(Text segment Opens)
Where We're Going, We Don't Need Roads... or Friends, Apparently

Over my academic life, I have been required to read Mary Shelley’s Frankenstein twice, for two separate courses, two separate teachers leading separate class discussions. The first was for AP Literature in high school, the second was for a freshman seminar in college. Students of every level have been unable to escape a curriculum void of the novel for generations not just for its classic status, but its relevancy. In a world where the scope of technology is expanding more frequently than people Tweet, there is sound reason to worry about a day when being human is not only inferior, but detrimental.

 

To be a scientist today carries endless possibilities. Some take up with manageable projects like stem cell research or discovering potential Alzheimer cures. Others reach beyond infinity, with hopes of engineering immortality and resurrecting late parents. These folk are at the helm of Singularity, a technological movement preparing the population for a future where artificial intelligence (in a currently undefined state) will be the supreme ruling force.
(Text segment Closes)
(Provided data Opens)
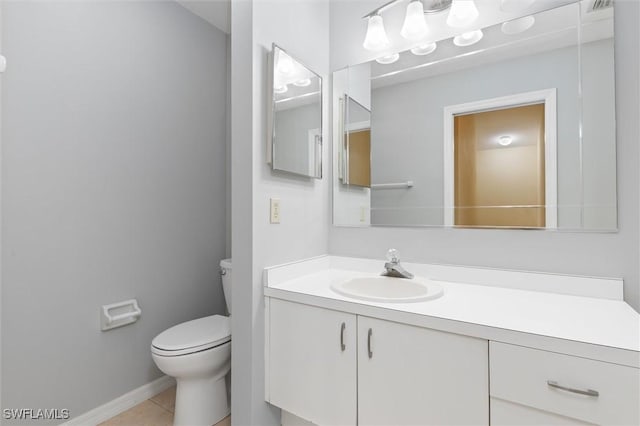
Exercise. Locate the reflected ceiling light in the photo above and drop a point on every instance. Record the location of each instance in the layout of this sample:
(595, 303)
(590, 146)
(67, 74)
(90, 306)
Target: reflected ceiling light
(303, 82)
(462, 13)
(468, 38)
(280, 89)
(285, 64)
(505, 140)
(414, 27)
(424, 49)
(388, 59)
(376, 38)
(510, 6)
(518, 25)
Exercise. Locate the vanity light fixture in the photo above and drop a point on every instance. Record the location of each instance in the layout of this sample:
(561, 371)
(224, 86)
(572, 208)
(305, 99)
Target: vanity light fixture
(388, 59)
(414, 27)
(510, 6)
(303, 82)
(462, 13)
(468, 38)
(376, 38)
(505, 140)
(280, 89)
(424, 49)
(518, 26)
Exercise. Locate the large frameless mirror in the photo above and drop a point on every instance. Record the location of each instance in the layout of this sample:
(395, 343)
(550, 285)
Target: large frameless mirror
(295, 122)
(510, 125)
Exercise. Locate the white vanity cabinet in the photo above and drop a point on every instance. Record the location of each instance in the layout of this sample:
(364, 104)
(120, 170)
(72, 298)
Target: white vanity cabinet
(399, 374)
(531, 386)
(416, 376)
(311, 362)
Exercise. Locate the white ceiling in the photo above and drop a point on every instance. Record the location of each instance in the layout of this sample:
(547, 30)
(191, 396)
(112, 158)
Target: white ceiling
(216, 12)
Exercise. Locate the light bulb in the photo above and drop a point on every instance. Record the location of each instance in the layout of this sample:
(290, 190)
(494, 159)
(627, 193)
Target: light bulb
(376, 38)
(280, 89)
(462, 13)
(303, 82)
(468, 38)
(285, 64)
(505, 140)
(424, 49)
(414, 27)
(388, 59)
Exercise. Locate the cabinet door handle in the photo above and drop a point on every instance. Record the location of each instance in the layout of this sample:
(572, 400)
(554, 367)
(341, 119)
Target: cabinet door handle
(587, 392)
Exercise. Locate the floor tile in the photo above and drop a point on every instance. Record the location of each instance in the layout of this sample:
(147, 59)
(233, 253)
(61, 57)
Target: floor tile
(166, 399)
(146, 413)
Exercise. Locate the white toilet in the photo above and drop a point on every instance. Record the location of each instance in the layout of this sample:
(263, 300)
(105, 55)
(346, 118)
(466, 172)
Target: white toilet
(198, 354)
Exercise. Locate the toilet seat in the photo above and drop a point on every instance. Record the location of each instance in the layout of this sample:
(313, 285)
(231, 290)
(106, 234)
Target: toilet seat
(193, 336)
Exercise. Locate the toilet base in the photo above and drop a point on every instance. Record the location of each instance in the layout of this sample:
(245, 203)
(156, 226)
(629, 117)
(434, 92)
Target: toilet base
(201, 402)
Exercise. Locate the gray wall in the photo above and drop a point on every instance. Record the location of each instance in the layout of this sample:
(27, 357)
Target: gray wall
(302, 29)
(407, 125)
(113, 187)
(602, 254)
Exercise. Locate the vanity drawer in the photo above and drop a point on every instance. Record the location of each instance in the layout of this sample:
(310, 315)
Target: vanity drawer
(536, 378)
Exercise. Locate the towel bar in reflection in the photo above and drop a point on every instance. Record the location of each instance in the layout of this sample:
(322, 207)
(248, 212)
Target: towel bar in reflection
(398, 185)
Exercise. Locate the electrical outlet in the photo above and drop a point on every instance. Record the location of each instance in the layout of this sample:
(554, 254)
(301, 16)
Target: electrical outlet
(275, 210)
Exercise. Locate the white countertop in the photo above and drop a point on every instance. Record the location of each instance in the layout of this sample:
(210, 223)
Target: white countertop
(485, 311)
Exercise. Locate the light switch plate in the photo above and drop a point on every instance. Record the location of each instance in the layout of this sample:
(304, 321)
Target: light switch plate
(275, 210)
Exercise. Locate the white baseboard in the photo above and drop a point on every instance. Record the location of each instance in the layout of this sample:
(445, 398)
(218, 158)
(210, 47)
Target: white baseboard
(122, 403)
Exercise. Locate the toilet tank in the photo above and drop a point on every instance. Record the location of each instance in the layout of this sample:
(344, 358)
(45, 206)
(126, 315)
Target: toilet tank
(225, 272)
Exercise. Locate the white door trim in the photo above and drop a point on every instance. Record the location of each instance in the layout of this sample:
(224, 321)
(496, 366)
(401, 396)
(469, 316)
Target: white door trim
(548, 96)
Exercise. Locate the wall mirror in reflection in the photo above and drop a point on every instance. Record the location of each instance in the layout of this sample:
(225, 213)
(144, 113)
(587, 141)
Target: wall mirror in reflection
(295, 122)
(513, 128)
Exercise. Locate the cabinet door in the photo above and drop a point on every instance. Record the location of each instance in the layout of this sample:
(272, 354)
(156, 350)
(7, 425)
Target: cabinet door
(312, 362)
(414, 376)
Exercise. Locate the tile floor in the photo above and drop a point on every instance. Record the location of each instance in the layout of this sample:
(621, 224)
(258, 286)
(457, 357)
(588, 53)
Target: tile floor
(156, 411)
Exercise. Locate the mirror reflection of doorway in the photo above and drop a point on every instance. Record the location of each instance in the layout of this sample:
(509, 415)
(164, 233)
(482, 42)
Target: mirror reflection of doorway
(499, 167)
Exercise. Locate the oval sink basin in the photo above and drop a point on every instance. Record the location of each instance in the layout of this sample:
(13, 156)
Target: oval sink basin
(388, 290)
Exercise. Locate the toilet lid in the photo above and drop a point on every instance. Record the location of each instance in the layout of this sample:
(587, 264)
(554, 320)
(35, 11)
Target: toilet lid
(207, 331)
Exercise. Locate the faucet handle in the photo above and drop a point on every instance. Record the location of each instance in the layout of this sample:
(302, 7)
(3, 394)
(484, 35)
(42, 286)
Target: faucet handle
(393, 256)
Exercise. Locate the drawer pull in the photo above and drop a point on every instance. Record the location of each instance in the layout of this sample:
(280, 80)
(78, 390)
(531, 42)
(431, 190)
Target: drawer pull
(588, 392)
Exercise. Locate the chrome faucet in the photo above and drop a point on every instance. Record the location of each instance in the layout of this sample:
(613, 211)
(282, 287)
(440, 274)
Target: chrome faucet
(Provided data Closes)
Task goal — Please continue the essay on Frankenstein and the Singularity, starting right after its last sentence. The listing is separate material, unrelated to the essay on Frankenstein and the Singularity.

Exercise result —
The Victor Frankenstein in this story is a Mr. Raymond Kurzweil, innovator/entrepreneur/face of Singularity’s PR department. Kurzweil has, for forty years now, been awaiting the day when science will allow for the resurrection of his dead father via miscellaneous writings, photos and DNA plus whatever super computer the Singularity-makers of Tomorrow churn out. Kurzweil’s dream echoes the greedy ambition of Dr. Frankenstein’s, and I can only imagine that to revive the long-gone would create a mess of ethical, safety and livelihood concerns. To be human means to be finite, any recreation of that through manipulated genes and a V-chip is not the same. Raymond’s father would come back not as dear old Dad, but Dad 3.0. I’d take the memory any day.

 

I took a look at Kurzweil’s multi-faceted website and was instantly drawn to the “chat with Ramona 4.0” page. There I was invited to gab with a virtual woman whose personality could be altered on levels of “whimsicality” and “nerdiness” to suit one’s conversational needs. I left her personality untouched and started small: “How are you?,” “How old are you?” She’s 21, and everything was going smoothly. We hit our first miscommunication when I asked where she was from. A blank response bubble sprouted. I asked again, another baby blank. I tried a new inquiry, what she did in her spare time: “I read Wikipedia.” It was better than a non-answer. Finally, “Do you have any friends?” Her response, sad but inarguably true, “Where would I get friends?”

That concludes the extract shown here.